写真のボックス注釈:
# # # # #

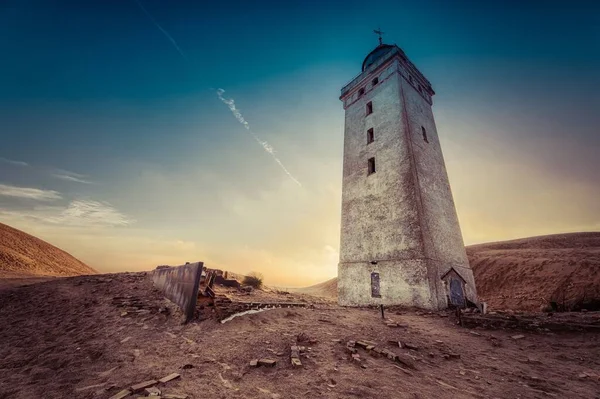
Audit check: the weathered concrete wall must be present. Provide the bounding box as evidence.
[338,45,476,309]
[152,262,204,321]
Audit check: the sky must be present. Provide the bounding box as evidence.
[0,0,600,286]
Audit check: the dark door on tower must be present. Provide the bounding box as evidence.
[450,278,465,308]
[371,272,381,298]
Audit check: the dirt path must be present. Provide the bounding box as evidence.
[0,273,600,399]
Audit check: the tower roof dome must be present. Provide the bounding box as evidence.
[362,44,395,72]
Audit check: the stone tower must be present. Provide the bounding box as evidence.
[338,44,477,309]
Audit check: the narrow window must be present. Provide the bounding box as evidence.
[367,128,375,144]
[421,126,429,143]
[369,158,375,174]
[371,272,381,298]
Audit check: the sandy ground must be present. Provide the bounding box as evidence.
[0,273,600,399]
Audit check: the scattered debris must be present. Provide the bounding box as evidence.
[442,353,460,360]
[144,387,161,396]
[258,359,277,367]
[394,364,413,376]
[129,380,158,393]
[158,373,181,384]
[108,389,131,399]
[290,345,302,367]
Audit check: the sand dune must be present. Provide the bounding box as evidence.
[467,232,600,310]
[0,223,97,278]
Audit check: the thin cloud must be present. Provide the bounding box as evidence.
[217,89,302,186]
[58,200,134,226]
[52,169,93,184]
[0,200,135,227]
[0,157,29,166]
[0,184,62,201]
[133,0,188,61]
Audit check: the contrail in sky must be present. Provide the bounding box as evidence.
[217,89,302,186]
[133,0,188,61]
[133,0,302,186]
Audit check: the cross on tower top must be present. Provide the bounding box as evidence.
[373,28,385,45]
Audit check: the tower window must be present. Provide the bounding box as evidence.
[421,126,429,143]
[369,158,375,174]
[371,274,381,298]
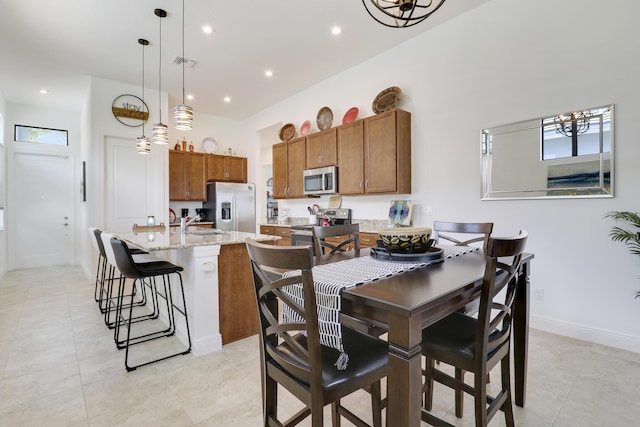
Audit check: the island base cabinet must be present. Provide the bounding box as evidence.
[218,243,258,344]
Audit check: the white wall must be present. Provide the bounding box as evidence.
[239,0,640,351]
[0,92,9,277]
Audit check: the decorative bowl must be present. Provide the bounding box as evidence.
[379,227,432,252]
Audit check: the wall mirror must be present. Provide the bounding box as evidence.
[481,105,613,200]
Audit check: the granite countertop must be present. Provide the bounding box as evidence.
[260,217,387,233]
[113,227,277,251]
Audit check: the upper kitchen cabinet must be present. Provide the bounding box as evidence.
[306,128,338,169]
[207,154,247,182]
[338,120,364,194]
[338,110,411,194]
[273,137,305,199]
[169,151,207,202]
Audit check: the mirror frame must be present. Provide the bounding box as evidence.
[480,104,614,200]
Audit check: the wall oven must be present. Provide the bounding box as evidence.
[302,166,338,194]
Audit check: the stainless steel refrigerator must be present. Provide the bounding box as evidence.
[202,182,256,233]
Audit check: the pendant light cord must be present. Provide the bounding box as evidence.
[182,0,186,105]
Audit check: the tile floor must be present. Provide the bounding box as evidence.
[0,266,640,427]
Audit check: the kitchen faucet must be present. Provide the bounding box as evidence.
[180,214,201,234]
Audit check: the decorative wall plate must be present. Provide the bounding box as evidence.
[278,123,296,141]
[300,120,311,136]
[342,107,358,125]
[202,136,218,154]
[316,107,333,130]
[372,86,402,114]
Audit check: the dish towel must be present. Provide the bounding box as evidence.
[283,245,479,370]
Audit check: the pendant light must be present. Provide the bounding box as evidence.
[153,9,169,144]
[362,0,445,28]
[173,0,193,130]
[136,39,151,154]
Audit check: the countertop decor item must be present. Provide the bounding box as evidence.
[362,0,445,28]
[278,123,296,141]
[316,107,333,130]
[342,107,358,125]
[372,86,402,114]
[379,227,433,253]
[202,136,218,154]
[300,120,311,136]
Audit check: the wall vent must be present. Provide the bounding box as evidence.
[173,56,198,68]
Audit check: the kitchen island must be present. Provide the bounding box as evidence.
[114,227,277,356]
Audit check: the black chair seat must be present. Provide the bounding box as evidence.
[135,261,184,277]
[422,312,501,371]
[278,327,389,389]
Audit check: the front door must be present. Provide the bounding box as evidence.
[9,151,75,269]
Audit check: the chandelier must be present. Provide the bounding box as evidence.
[136,39,151,154]
[362,0,445,28]
[173,0,193,130]
[553,111,592,137]
[153,9,169,144]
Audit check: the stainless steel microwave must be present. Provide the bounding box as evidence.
[302,166,338,194]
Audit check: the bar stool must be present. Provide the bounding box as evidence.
[97,230,158,330]
[89,227,107,306]
[111,238,191,371]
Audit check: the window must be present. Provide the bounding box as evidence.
[14,125,69,146]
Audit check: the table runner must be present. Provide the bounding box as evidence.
[283,245,479,370]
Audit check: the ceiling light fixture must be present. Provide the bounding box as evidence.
[362,0,445,28]
[136,39,151,154]
[153,9,169,144]
[553,111,593,138]
[173,0,193,130]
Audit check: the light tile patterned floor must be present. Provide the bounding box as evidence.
[0,266,640,427]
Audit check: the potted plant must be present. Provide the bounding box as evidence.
[605,211,640,298]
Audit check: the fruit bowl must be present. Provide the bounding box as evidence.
[379,227,432,253]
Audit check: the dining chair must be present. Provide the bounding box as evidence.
[312,224,360,257]
[422,230,528,426]
[433,221,493,249]
[246,240,388,427]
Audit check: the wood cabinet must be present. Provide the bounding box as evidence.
[169,151,207,202]
[338,120,364,194]
[272,137,305,199]
[338,110,411,194]
[218,243,258,344]
[306,128,338,169]
[260,225,291,246]
[207,154,247,182]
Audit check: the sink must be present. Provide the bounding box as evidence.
[187,227,222,236]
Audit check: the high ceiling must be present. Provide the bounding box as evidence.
[0,0,488,119]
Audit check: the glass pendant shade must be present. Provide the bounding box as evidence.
[153,122,169,145]
[136,135,151,154]
[173,104,193,130]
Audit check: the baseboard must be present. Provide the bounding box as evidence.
[529,315,640,353]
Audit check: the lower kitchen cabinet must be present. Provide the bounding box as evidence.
[218,243,258,344]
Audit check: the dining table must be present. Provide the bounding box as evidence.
[316,249,534,427]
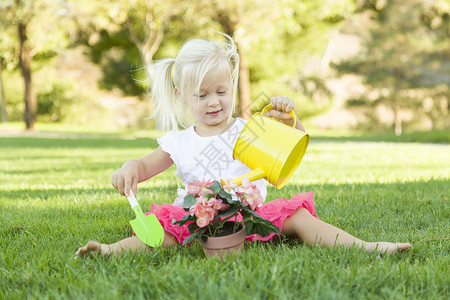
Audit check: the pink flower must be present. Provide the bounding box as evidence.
[189,195,220,227]
[194,205,214,227]
[187,179,214,196]
[220,180,238,190]
[235,177,264,210]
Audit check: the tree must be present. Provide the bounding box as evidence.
[0,0,72,130]
[335,0,450,135]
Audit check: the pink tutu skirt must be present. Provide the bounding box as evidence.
[145,192,318,244]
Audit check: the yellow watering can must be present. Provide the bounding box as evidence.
[231,104,309,189]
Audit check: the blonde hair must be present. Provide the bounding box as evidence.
[150,33,239,131]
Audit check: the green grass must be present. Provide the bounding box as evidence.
[0,127,450,299]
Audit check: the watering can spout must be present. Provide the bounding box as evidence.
[230,169,266,185]
[230,104,309,189]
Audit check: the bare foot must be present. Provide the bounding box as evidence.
[365,242,411,254]
[75,241,111,259]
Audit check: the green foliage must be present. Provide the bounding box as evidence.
[0,132,450,299]
[37,82,77,122]
[83,29,146,96]
[335,0,450,134]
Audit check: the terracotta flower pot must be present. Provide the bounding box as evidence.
[199,222,245,259]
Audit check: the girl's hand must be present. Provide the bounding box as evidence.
[111,160,139,196]
[264,96,305,131]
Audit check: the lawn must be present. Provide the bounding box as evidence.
[0,128,450,299]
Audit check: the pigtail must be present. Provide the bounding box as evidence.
[218,32,240,115]
[149,58,181,131]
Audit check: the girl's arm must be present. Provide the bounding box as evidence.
[264,96,305,132]
[111,147,173,195]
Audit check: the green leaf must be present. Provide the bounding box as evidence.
[188,222,200,233]
[216,205,241,217]
[209,181,222,195]
[183,194,197,207]
[172,214,195,225]
[183,229,206,246]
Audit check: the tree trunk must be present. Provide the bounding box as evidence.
[218,10,252,119]
[238,51,252,120]
[0,61,7,123]
[18,23,37,130]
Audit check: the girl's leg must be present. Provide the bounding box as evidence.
[75,231,178,259]
[282,207,411,253]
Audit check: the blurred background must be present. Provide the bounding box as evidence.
[0,0,450,135]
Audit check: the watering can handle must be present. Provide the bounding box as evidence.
[261,104,297,128]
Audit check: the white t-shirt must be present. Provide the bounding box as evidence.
[157,118,267,206]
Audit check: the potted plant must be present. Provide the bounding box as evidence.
[173,178,280,257]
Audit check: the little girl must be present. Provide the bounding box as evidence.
[75,35,411,258]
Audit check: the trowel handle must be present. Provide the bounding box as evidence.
[230,168,266,185]
[261,104,297,128]
[127,190,140,208]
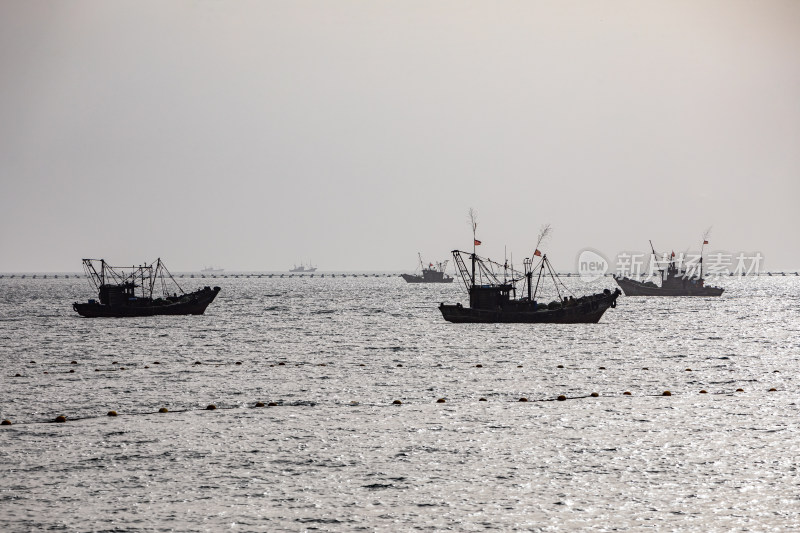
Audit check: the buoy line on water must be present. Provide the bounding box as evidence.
[0,387,778,426]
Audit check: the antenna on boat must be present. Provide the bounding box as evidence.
[469,207,478,285]
[700,226,713,279]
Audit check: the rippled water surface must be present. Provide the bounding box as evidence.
[0,277,800,531]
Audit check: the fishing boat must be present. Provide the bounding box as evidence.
[400,253,453,283]
[289,263,317,272]
[439,247,621,324]
[614,239,725,296]
[72,259,220,318]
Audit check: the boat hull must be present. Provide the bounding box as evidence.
[400,274,454,283]
[439,290,620,324]
[614,278,725,296]
[72,287,220,318]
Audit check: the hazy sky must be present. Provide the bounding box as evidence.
[0,0,800,271]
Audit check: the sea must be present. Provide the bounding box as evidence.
[0,276,800,532]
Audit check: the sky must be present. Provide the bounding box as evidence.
[0,0,800,272]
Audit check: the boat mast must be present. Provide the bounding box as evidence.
[469,207,478,287]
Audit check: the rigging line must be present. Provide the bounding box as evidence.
[158,257,186,294]
[547,261,564,302]
[531,263,544,300]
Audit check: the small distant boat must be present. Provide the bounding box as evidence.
[289,263,317,272]
[614,240,725,296]
[72,259,220,318]
[400,254,453,283]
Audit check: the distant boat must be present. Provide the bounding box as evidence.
[289,263,317,272]
[439,247,621,324]
[614,240,725,296]
[72,259,220,318]
[400,253,453,283]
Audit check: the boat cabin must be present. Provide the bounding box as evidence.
[469,284,513,309]
[100,283,136,306]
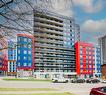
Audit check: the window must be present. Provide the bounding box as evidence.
[18,50,20,54]
[24,56,27,60]
[18,56,20,60]
[18,62,20,66]
[18,37,21,41]
[28,45,31,48]
[24,38,27,42]
[28,56,31,60]
[28,51,31,54]
[24,50,27,54]
[24,63,27,66]
[28,63,32,66]
[28,39,31,42]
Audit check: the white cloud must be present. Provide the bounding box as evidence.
[81,19,106,33]
[52,0,74,16]
[73,0,103,13]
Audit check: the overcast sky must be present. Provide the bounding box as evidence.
[52,0,106,43]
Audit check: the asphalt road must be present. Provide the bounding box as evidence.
[0,80,106,95]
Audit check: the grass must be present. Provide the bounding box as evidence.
[3,78,51,82]
[0,88,56,91]
[0,92,73,95]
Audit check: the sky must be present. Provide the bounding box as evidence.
[0,0,106,44]
[53,0,106,44]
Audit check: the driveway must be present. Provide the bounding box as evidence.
[0,80,106,95]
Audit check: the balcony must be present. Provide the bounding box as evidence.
[34,17,63,27]
[34,27,63,36]
[34,33,63,40]
[35,22,63,31]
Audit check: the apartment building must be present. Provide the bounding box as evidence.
[98,35,106,79]
[94,46,101,78]
[75,42,95,78]
[7,41,17,76]
[0,35,8,75]
[17,34,35,77]
[34,8,80,78]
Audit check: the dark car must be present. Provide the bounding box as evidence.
[71,79,85,83]
[86,79,100,83]
[89,86,106,95]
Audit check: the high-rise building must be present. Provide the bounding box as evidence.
[8,41,16,75]
[17,34,34,76]
[94,46,101,78]
[75,42,95,78]
[34,8,80,78]
[98,35,106,79]
[0,35,7,75]
[98,36,106,64]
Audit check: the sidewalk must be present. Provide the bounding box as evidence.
[0,91,65,95]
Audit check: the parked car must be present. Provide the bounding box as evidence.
[101,79,106,83]
[71,79,85,83]
[89,86,106,95]
[52,77,69,83]
[86,78,100,83]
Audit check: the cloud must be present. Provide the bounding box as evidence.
[51,0,74,16]
[73,0,103,13]
[81,19,106,33]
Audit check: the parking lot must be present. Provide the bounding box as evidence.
[0,80,106,95]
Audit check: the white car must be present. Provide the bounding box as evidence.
[52,78,69,83]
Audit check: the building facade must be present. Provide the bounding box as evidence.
[34,8,79,78]
[8,41,17,75]
[17,34,35,77]
[101,64,106,80]
[98,36,106,64]
[0,35,8,75]
[75,42,95,78]
[94,46,101,78]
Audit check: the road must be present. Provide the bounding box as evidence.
[0,80,106,95]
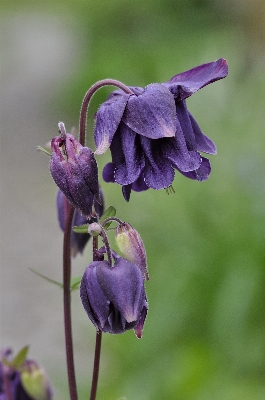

# # # # #

「Audit check: the yellow」を含む行から「[183,229,206,246]」を含む行まで（両端の行も含む）について、「watering can」を「sprinkling can」に置き換えて書き直してください。その範囲の行だけを示し、ほかの部分は変えないでください。

Audit check: the yellow sprinkling can must be present. Provide the bounding box as evidence.
[231,104,309,189]
Audit check: the blonde hair must be present. Provide the bounding box as evidence.
[150,33,239,131]
Audit check: the green grass must be present. Provide the bounding box as evidence.
[0,127,450,299]
Audit check: the sprinkling can spout must be present. Provide the bounding box as evidence.
[230,169,266,185]
[230,104,309,189]
Audit check: the bare foot must be present. Provide the bounding box as evidence.
[365,242,411,254]
[75,241,111,259]
Audit check: the green foliage must be present. Provide the bounding box as evidence.
[0,132,450,299]
[37,82,77,122]
[83,29,146,96]
[335,0,450,134]
Audit check: the terracotta flower pot must be present. Provide the bounding box as evidence.
[199,222,245,259]
Audit check: the girl's hand must be present. Provide the bounding box as evidence.
[111,160,139,196]
[264,96,305,131]
Audit check: the lawn must be present. Provide the bounding box as evidence.
[0,128,450,299]
Audit check: the pigtail must be present. Provide the bounding box as evidence.
[218,32,240,115]
[149,58,181,131]
Audit check: the girl's arm must be present. Provide the bounding box as evidence.
[264,96,305,132]
[111,147,173,195]
Audit check: the green leaf must be present. Provide the bounding box as evidence.
[188,222,200,233]
[216,205,241,217]
[209,181,222,195]
[183,194,197,207]
[172,214,195,225]
[183,229,206,246]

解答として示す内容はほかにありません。